[Lesetext]:
>>>

Guilty pleasure: Das (sinnlos) schuldige Vergnügen erklärt

Sollten wir uns dafür schämen, welche Unterhaltung wir genießen? Ja, wenn es nach dem Begriff des Guilty Pleasure geht. Nein, wenn wir mal ehrlich darüber nachdenken.

Hier nun also die vollständige Erklärung des Guilty Pleasure und warum wir eigentlich aufhören sollten, guilty zu sein. Man merkt schon, dieser Text wird zwischen Deutsch und Englisch hin und her springen. Doch keine Sorge, der Inhalt bleibt klar verständlich.*

*Falls nicht, ab in die Kommentare mit den Beschwerden

Was heißt guilty pleasure auf Deutsch?

Guilty Pleasure steht im Wesentlichen für schuldiges oder bereutes Vergnügen. Es gibt keine gängige Übersetzung ins Deutsche, weshalb im allgemeinen Sprachgebrauch meist einfach das englische Original verwendet wird.

<<<

[Bereitgestellte Einträge]:
>>>

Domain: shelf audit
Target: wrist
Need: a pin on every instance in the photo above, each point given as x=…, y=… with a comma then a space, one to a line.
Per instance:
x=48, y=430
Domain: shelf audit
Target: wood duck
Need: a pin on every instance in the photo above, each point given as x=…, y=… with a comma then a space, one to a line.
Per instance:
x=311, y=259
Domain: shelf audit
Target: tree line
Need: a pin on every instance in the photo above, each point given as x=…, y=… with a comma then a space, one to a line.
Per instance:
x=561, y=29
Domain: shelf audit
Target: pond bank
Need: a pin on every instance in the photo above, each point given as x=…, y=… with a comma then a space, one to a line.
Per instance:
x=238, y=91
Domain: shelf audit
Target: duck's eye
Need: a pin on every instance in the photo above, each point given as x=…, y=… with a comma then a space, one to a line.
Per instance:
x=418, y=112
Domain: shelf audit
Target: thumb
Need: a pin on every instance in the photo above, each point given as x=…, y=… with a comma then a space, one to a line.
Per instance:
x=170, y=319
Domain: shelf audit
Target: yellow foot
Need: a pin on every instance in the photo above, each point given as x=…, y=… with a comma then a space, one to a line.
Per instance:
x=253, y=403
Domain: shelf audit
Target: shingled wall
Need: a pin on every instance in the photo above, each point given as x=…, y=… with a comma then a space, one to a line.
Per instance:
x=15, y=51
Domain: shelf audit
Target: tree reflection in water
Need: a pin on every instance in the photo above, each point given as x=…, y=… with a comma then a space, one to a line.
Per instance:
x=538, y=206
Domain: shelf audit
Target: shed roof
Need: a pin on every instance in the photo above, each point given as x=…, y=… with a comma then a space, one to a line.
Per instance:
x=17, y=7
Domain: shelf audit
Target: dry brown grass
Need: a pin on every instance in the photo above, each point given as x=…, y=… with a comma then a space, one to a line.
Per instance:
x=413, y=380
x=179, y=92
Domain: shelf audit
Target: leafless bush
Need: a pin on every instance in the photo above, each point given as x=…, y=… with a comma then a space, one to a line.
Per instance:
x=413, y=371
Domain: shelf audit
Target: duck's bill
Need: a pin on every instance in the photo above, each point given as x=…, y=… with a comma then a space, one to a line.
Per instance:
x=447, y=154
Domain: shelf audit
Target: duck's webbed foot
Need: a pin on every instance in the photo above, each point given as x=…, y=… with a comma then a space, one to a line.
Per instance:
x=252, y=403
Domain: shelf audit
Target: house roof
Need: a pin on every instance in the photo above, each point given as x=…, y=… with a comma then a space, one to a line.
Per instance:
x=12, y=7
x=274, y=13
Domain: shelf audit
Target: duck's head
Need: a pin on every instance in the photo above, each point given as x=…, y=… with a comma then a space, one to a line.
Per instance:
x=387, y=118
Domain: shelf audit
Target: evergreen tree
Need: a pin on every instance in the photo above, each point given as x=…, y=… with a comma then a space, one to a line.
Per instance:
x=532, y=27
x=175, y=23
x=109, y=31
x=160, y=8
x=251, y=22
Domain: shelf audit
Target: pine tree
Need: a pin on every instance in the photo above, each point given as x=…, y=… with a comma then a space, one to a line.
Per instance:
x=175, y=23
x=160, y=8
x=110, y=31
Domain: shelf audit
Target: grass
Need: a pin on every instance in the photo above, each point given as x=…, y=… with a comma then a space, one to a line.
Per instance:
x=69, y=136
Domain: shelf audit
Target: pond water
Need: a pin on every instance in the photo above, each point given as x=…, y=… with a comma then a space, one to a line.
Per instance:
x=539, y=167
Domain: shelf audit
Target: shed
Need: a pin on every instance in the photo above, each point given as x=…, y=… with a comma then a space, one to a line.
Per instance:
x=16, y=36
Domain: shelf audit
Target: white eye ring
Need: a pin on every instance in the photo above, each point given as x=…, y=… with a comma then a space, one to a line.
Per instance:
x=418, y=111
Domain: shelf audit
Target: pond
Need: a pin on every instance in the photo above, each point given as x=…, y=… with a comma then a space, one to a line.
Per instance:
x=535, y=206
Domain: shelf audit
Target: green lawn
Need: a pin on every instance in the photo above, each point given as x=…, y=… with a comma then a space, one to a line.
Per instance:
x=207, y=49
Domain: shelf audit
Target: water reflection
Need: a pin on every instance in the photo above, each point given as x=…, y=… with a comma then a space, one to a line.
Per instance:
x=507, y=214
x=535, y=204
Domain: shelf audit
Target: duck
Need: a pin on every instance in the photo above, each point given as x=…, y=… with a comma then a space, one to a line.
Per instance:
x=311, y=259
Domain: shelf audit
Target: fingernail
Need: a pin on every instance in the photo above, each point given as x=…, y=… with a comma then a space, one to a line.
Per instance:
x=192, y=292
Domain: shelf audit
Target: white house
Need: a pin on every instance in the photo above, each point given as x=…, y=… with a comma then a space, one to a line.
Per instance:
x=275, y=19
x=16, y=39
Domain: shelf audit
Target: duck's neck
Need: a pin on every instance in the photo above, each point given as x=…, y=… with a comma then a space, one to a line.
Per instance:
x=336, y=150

<<<

Beantworte mithilfe des Lesetexts über Guilty Pleasure diese Fragen:
1. Zwischen welchen zwei Sprachen springt der Text laut eigener Ankündigung hin und her?
2. Wohin sollen Beschwerden gehen, falls der Inhalt nicht verständlich ist?
3. Warum wird im allgemeinen Sprachgebrauch meist der englische Begriff verwendet?

[Das Ergebnis]:
1. Zwischen Deutsch und Englisch.
2. In die Kommentare.
3. Weil es keine gängige Übersetzung ins Deutsche gibt.